:: Short problem ::
Reproduce, character for character, everything in the records below from the line containing "Target: green tree" down to the end of the records, including both of those ends.
=======
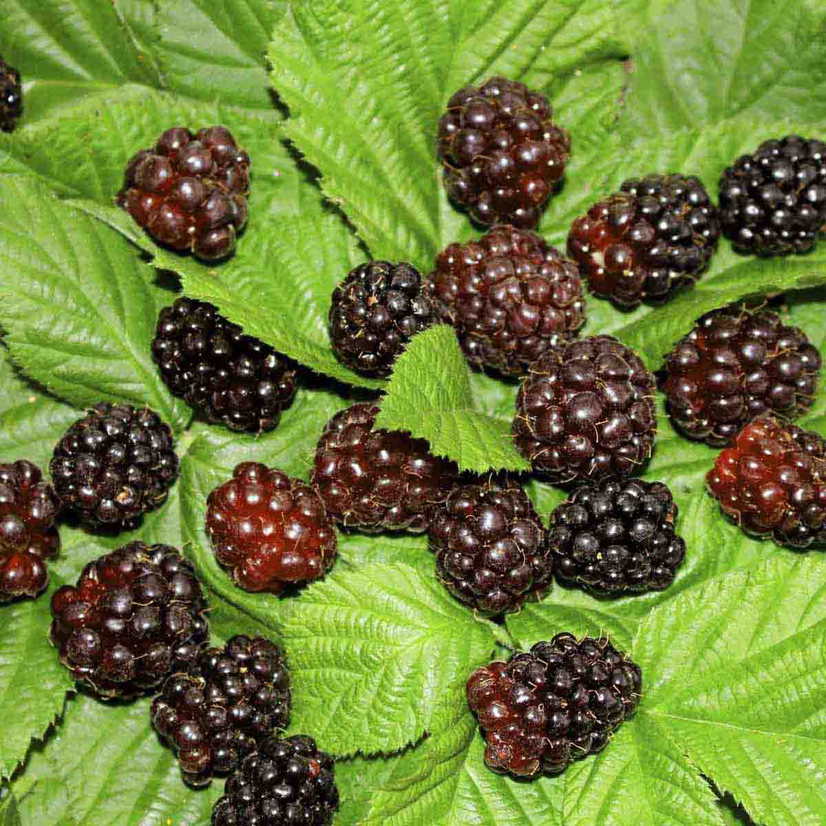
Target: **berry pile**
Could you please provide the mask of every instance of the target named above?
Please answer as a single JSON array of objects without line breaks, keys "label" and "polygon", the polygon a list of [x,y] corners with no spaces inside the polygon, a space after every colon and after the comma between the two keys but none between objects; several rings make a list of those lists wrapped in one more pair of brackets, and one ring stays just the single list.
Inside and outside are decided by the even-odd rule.
[{"label": "berry pile", "polygon": [[497,226],[436,259],[430,285],[471,364],[521,375],[585,321],[579,270],[529,230]]},{"label": "berry pile", "polygon": [[558,774],[605,748],[634,714],[639,667],[605,638],[558,634],[507,662],[477,669],[468,703],[485,737],[485,763],[501,774]]},{"label": "berry pile", "polygon": [[826,546],[826,440],[771,415],[755,419],[705,477],[723,512],[781,544]]},{"label": "berry pile", "polygon": [[233,430],[272,430],[296,394],[292,363],[191,298],[161,310],[152,357],[175,396]]},{"label": "berry pile", "polygon": [[637,472],[657,433],[653,377],[610,335],[552,347],[520,387],[513,429],[519,452],[555,484]]},{"label": "berry pile", "polygon": [[330,826],[338,808],[330,755],[311,737],[273,737],[226,781],[212,826]]},{"label": "berry pile", "polygon": [[209,495],[206,532],[245,591],[279,594],[323,577],[335,559],[335,529],[319,495],[255,462],[242,462]]},{"label": "berry pile", "polygon": [[668,413],[686,436],[723,446],[763,413],[790,419],[814,399],[820,354],[768,311],[704,316],[666,358]]},{"label": "berry pile", "polygon": [[699,178],[648,175],[577,218],[567,249],[594,295],[621,307],[692,285],[717,248],[717,210]]},{"label": "berry pile", "polygon": [[249,155],[225,126],[168,129],[130,160],[117,204],[161,244],[214,261],[247,222]]},{"label": "berry pile", "polygon": [[482,226],[536,226],[571,150],[551,114],[544,95],[517,81],[495,77],[459,89],[439,124],[451,200]]},{"label": "berry pile", "polygon": [[55,491],[37,465],[0,464],[0,602],[45,589],[46,560],[60,546]]},{"label": "berry pile", "polygon": [[0,57],[0,131],[11,132],[23,113],[20,72]]},{"label": "berry pile", "polygon": [[174,548],[132,542],[55,591],[49,637],[78,682],[105,699],[131,697],[195,662],[206,610],[192,564]]},{"label": "berry pile", "polygon": [[359,403],[336,413],[316,449],[311,483],[337,522],[361,530],[427,528],[427,514],[456,483],[453,462],[434,456],[423,439],[374,430],[378,407]]},{"label": "berry pile", "polygon": [[172,430],[157,413],[96,405],[55,448],[49,469],[64,507],[91,525],[130,525],[178,477]]},{"label": "berry pile", "polygon": [[335,354],[365,376],[390,375],[407,342],[434,320],[433,302],[409,263],[359,264],[333,291],[330,338]]},{"label": "berry pile", "polygon": [[178,752],[183,780],[209,784],[290,719],[290,675],[268,639],[238,635],[173,674],[152,703],[152,725]]},{"label": "berry pile", "polygon": [[809,252],[826,226],[826,144],[797,135],[764,141],[723,173],[719,204],[738,252]]},{"label": "berry pile", "polygon": [[676,515],[659,482],[606,479],[577,487],[551,515],[557,576],[611,594],[667,587],[686,558]]},{"label": "berry pile", "polygon": [[428,537],[439,578],[474,609],[513,611],[550,587],[545,529],[515,482],[455,487],[431,513]]}]

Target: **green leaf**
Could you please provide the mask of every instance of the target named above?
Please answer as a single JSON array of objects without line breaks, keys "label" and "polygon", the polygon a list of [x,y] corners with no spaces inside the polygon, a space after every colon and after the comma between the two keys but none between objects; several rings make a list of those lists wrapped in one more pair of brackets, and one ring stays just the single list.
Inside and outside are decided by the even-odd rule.
[{"label": "green leaf", "polygon": [[27,375],[80,408],[128,401],[186,424],[147,346],[164,291],[115,233],[31,179],[2,177],[0,263],[0,321]]},{"label": "green leaf", "polygon": [[468,364],[453,328],[437,325],[415,336],[399,357],[376,426],[409,430],[462,470],[528,470],[510,439],[510,419],[475,409]]},{"label": "green leaf", "polygon": [[494,644],[435,577],[403,564],[334,570],[290,604],[283,622],[291,729],[313,732],[336,755],[417,740],[438,700]]}]

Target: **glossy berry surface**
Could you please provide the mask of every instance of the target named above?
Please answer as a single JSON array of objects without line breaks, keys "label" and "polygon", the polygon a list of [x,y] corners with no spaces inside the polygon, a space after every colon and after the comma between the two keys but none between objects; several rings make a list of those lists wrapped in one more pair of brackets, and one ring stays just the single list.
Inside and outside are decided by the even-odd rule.
[{"label": "glossy berry surface", "polygon": [[159,243],[214,261],[235,252],[249,188],[249,155],[225,126],[173,126],[130,160],[117,204]]},{"label": "glossy berry surface", "polygon": [[516,396],[519,452],[554,484],[628,476],[651,458],[654,379],[610,335],[551,348]]},{"label": "glossy berry surface", "polygon": [[809,252],[826,225],[826,144],[766,140],[726,169],[719,188],[723,232],[738,252]]},{"label": "glossy berry surface", "polygon": [[662,590],[686,558],[677,507],[659,482],[605,479],[577,487],[551,515],[557,577],[596,592]]},{"label": "glossy berry surface", "polygon": [[11,132],[23,113],[20,72],[0,57],[0,131]]},{"label": "glossy berry surface", "polygon": [[58,442],[50,470],[60,503],[92,525],[129,525],[178,477],[172,430],[157,413],[96,405]]},{"label": "glossy berry surface", "polygon": [[639,667],[605,638],[571,634],[477,669],[466,688],[485,764],[518,777],[558,774],[602,751],[642,690]]},{"label": "glossy berry surface", "polygon": [[365,376],[389,376],[416,333],[435,320],[421,277],[409,263],[369,261],[333,291],[330,338],[339,358]]},{"label": "glossy berry surface", "polygon": [[0,602],[45,589],[46,560],[60,546],[57,514],[55,491],[37,465],[0,464]]},{"label": "glossy berry surface", "polygon": [[167,678],[152,703],[155,730],[178,754],[185,782],[207,786],[290,719],[290,675],[278,646],[232,637],[204,651],[188,671]]},{"label": "glossy berry surface", "polygon": [[515,482],[455,487],[431,512],[428,539],[436,575],[472,608],[513,611],[550,587],[545,529]]},{"label": "glossy berry surface", "polygon": [[52,595],[49,638],[78,682],[104,699],[156,691],[209,636],[192,563],[169,545],[131,542]]},{"label": "glossy berry surface", "polygon": [[335,529],[318,494],[255,462],[242,462],[209,495],[206,533],[244,591],[281,593],[323,577],[335,559]]},{"label": "glossy berry surface", "polygon": [[173,393],[232,430],[272,430],[296,395],[292,362],[191,298],[161,310],[152,357]]},{"label": "glossy berry surface", "polygon": [[478,368],[521,375],[585,321],[578,268],[529,230],[496,226],[451,244],[429,282],[441,320]]},{"label": "glossy berry surface", "polygon": [[705,481],[747,534],[826,546],[826,441],[818,434],[759,416],[720,451]]},{"label": "glossy berry surface", "polygon": [[648,175],[594,204],[568,234],[567,251],[596,296],[629,309],[691,287],[717,249],[716,207],[697,178]]},{"label": "glossy berry surface", "polygon": [[811,406],[820,354],[803,330],[767,310],[719,310],[704,316],[666,358],[662,390],[682,433],[730,444],[763,413],[794,419]]},{"label": "glossy berry surface", "polygon": [[330,826],[338,808],[333,758],[311,737],[272,737],[227,780],[211,824]]},{"label": "glossy berry surface", "polygon": [[548,98],[518,81],[493,77],[459,89],[439,123],[450,199],[482,226],[535,227],[571,151],[551,116]]},{"label": "glossy berry surface", "polygon": [[336,522],[359,530],[427,529],[427,513],[456,483],[453,462],[424,439],[373,428],[378,407],[353,405],[327,423],[316,448],[311,483]]}]

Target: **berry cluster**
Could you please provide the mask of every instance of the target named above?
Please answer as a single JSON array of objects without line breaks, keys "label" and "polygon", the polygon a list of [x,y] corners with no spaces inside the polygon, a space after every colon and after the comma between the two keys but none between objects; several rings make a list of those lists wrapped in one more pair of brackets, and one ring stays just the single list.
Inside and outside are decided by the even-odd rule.
[{"label": "berry cluster", "polygon": [[130,160],[116,200],[156,241],[214,261],[235,252],[249,188],[249,155],[228,129],[173,126]]},{"label": "berry cluster", "polygon": [[468,703],[485,737],[485,763],[520,777],[558,774],[605,748],[634,714],[639,667],[605,638],[558,634],[507,662],[479,668]]},{"label": "berry cluster", "polygon": [[436,259],[430,286],[468,361],[522,375],[585,321],[579,270],[529,230],[497,226]]},{"label": "berry cluster", "polygon": [[296,394],[292,363],[191,298],[161,310],[152,356],[173,393],[233,430],[272,430]]},{"label": "berry cluster", "polygon": [[826,545],[826,440],[771,415],[755,419],[706,477],[724,513],[781,544]]},{"label": "berry cluster", "polygon": [[667,356],[662,390],[680,430],[722,446],[763,413],[800,415],[814,401],[819,372],[820,354],[776,313],[718,310]]},{"label": "berry cluster", "polygon": [[290,675],[281,649],[263,637],[238,635],[204,651],[169,676],[152,703],[152,725],[178,752],[192,786],[241,761],[290,719]]},{"label": "berry cluster", "polygon": [[536,226],[571,150],[551,114],[544,95],[505,78],[459,89],[439,124],[451,200],[483,226]]}]

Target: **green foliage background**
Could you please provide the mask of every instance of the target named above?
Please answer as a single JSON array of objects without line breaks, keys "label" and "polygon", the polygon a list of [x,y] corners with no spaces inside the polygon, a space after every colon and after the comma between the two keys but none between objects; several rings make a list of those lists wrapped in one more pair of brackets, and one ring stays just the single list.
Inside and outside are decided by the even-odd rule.
[{"label": "green foliage background", "polygon": [[[421,537],[340,536],[322,582],[279,601],[233,587],[204,502],[241,458],[306,477],[327,419],[383,390],[382,422],[477,471],[523,468],[503,439],[515,386],[469,373],[449,330],[420,336],[389,382],[331,355],[334,284],[368,256],[429,271],[474,235],[445,200],[434,135],[448,97],[494,73],[548,93],[571,131],[563,191],[540,231],[626,177],[699,174],[790,131],[824,137],[823,0],[4,0],[0,55],[25,79],[0,135],[0,460],[45,464],[85,407],[146,404],[174,428],[181,477],[134,534],[183,548],[220,640],[267,634],[295,680],[292,730],[343,758],[336,823],[377,826],[826,824],[826,562],[746,539],[703,490],[714,452],[660,407],[646,477],[669,484],[689,555],[667,592],[600,601],[557,587],[503,625],[435,582]],[[238,254],[207,268],[116,209],[127,159],[173,124],[227,125],[253,158]],[[300,161],[299,159],[301,159]],[[826,244],[757,261],[721,244],[697,287],[620,313],[589,297],[586,333],[657,368],[701,312],[783,293],[822,349]],[[240,436],[193,418],[149,354],[174,293],[211,301],[315,371],[280,426]],[[826,434],[826,392],[803,422]],[[529,490],[548,515],[562,498]],[[50,591],[128,539],[61,529]],[[221,793],[180,781],[148,700],[76,693],[46,638],[48,597],[0,608],[0,824],[196,826]],[[607,633],[642,665],[645,696],[611,747],[556,779],[488,772],[462,688],[502,645]],[[748,813],[748,814],[747,814]]]}]

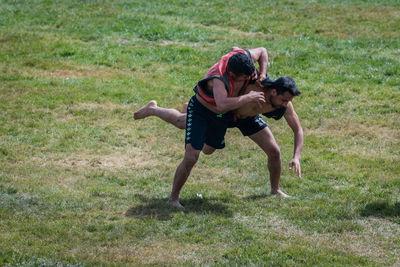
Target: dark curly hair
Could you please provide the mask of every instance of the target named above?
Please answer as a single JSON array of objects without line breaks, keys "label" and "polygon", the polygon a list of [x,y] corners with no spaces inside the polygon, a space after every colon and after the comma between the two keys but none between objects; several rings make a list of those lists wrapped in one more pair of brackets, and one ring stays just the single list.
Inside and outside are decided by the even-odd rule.
[{"label": "dark curly hair", "polygon": [[271,79],[269,76],[261,82],[267,88],[275,89],[278,95],[281,95],[285,92],[289,92],[293,96],[300,95],[299,89],[297,89],[297,85],[295,81],[288,77],[280,77],[278,79]]},{"label": "dark curly hair", "polygon": [[228,71],[233,72],[235,75],[251,76],[256,67],[253,60],[244,53],[236,53],[228,60]]}]

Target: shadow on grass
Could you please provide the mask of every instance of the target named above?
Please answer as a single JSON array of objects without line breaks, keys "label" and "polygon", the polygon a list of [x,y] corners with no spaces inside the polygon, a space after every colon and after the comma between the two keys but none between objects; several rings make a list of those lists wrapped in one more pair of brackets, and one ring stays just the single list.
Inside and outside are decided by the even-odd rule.
[{"label": "shadow on grass", "polygon": [[368,203],[363,210],[361,216],[375,216],[381,218],[391,218],[392,221],[400,224],[400,202],[393,205],[387,201],[375,201]]},{"label": "shadow on grass", "polygon": [[132,207],[126,211],[125,216],[136,218],[156,218],[158,220],[169,220],[175,213],[197,213],[213,214],[216,216],[232,217],[233,212],[223,203],[223,200],[216,198],[190,198],[182,199],[181,204],[184,210],[172,207],[167,203],[168,199],[148,199],[143,196],[137,196],[144,204]]}]

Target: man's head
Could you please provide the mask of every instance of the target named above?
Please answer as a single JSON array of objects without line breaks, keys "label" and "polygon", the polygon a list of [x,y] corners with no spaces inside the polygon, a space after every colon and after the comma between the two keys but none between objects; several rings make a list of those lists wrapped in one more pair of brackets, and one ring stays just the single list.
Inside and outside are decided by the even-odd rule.
[{"label": "man's head", "polygon": [[281,77],[276,80],[267,78],[261,84],[271,90],[269,102],[274,108],[286,108],[295,96],[300,95],[295,81],[290,77]]},{"label": "man's head", "polygon": [[253,60],[244,53],[232,55],[228,60],[227,68],[235,80],[247,80],[256,70]]}]

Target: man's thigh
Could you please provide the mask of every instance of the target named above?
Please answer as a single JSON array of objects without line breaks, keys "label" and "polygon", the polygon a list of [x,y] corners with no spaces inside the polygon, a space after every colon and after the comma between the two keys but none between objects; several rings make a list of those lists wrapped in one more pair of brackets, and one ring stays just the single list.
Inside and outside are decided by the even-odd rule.
[{"label": "man's thigh", "polygon": [[268,127],[263,128],[255,134],[249,136],[268,156],[279,153],[279,146]]}]

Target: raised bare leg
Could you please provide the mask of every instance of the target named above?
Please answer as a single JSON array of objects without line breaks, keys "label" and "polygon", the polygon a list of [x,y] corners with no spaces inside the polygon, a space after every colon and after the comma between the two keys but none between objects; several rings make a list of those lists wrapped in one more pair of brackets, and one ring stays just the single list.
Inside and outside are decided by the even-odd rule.
[{"label": "raised bare leg", "polygon": [[159,107],[155,100],[150,101],[141,109],[133,113],[133,118],[135,120],[144,119],[149,116],[159,117],[179,129],[185,129],[186,126],[186,113],[179,112],[172,108]]}]

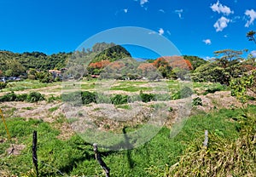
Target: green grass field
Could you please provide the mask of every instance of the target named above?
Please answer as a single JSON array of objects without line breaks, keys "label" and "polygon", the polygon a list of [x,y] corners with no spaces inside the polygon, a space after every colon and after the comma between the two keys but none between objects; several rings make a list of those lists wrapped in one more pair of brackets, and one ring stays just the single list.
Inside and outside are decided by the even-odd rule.
[{"label": "green grass field", "polygon": [[[255,113],[256,107],[249,111]],[[205,129],[222,138],[236,140],[238,137],[238,124],[230,120],[241,114],[241,110],[226,109],[208,114],[202,112],[189,117],[182,131],[172,139],[170,139],[170,129],[163,128],[154,138],[137,149],[119,151],[100,149],[100,151],[111,168],[112,176],[164,176],[168,168],[178,162],[183,151],[195,139],[201,137],[203,141]],[[92,146],[78,135],[66,140],[58,139],[60,131],[55,128],[58,123],[60,122],[57,121],[49,123],[22,117],[8,118],[7,125],[12,141],[17,145],[26,145],[20,155],[9,156],[5,150],[10,146],[10,142],[1,122],[0,173],[35,176],[32,163],[32,131],[37,130],[40,176],[104,176],[94,158]]]}]

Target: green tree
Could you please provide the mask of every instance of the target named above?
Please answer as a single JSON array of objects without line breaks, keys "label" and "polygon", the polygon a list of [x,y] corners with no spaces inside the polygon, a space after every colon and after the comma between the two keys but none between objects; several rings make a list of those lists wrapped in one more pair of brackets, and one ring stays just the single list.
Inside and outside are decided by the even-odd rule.
[{"label": "green tree", "polygon": [[247,33],[247,37],[248,38],[249,41],[253,41],[254,43],[256,43],[256,40],[254,37],[254,35],[256,34],[255,31],[250,31]]}]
=======
:: Full response ::
Target: green tree
Could you please provide the mask of every instance of the target named above?
Please answer as a single JSON array of objects without line breaks, keys "label" and "polygon", the polygon a list of [x,y] corners with no spaces inside the polygon, a space after every colon and after the comma between the two keys but none between objects; several rings make a list of those lists wrapped in one more pair of brackets, and one ring stays just the single list.
Inside and outside are decided by the even-odd rule.
[{"label": "green tree", "polygon": [[247,33],[247,37],[248,38],[249,41],[253,41],[254,43],[256,43],[256,40],[254,37],[254,35],[256,34],[255,31],[250,31]]}]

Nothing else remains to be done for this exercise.